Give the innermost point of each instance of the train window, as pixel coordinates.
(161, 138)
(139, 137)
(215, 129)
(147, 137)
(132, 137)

________________________________________

> Problem statement: Print each line of the data exactly as it was written.

> Finished task:
Give the innermost point of each instance of the train window, as pixel coordinates.
(161, 138)
(139, 137)
(215, 129)
(147, 137)
(132, 137)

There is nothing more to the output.